**Directions for this task**
Locate each line of the material below that contains the word "rocky" and copy those lines in full. Uppercase and lowercase count as different letters.

**Given records**
▶

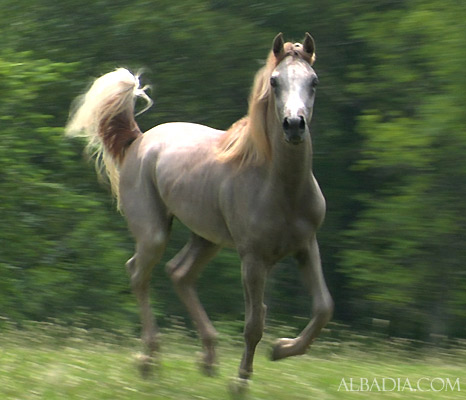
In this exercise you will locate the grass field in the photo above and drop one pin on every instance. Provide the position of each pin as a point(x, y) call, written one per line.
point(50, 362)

◀
▶

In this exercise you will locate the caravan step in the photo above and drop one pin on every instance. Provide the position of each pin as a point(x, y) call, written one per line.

◀
▶

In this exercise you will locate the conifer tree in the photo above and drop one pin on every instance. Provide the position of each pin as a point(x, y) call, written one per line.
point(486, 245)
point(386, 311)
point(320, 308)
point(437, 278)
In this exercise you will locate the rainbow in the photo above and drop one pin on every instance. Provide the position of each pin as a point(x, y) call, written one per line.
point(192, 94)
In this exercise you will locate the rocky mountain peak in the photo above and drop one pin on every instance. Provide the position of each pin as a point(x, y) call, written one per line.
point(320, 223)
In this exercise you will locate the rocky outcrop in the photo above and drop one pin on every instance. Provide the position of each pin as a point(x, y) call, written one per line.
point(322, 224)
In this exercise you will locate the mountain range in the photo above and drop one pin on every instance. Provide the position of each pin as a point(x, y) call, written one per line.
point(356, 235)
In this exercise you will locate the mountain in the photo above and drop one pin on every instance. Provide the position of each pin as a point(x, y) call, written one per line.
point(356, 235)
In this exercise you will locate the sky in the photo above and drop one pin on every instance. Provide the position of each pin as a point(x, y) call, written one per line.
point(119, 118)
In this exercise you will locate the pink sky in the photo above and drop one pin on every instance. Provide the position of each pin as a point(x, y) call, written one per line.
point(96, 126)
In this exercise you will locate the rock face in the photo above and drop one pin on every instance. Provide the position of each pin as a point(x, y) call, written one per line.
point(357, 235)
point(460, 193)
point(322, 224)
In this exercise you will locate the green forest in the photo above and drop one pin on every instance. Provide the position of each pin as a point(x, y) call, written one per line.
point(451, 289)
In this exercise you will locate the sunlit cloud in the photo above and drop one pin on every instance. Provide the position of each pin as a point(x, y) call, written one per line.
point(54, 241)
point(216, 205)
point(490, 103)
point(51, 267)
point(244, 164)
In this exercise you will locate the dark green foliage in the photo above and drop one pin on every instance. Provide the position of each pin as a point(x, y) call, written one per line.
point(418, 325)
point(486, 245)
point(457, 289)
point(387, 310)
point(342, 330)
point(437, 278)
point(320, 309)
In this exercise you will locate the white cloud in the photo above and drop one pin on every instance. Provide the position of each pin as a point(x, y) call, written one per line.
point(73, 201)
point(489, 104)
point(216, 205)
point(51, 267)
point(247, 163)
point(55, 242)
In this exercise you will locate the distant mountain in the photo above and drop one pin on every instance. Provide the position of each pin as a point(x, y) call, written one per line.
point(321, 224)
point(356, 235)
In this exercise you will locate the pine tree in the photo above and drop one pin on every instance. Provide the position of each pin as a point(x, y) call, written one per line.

◀

**Right answer**
In this exercise you will locate the rocky mountain peak in the photo above and drop one pin on every instance. Provide the position of each pin as a point(x, y) call, written one per line.
In this exercise you will locate the rocky outcrop in the photo above and drop one pin on every instance. Provide the position of each pin as a point(x, y) call, written one per line.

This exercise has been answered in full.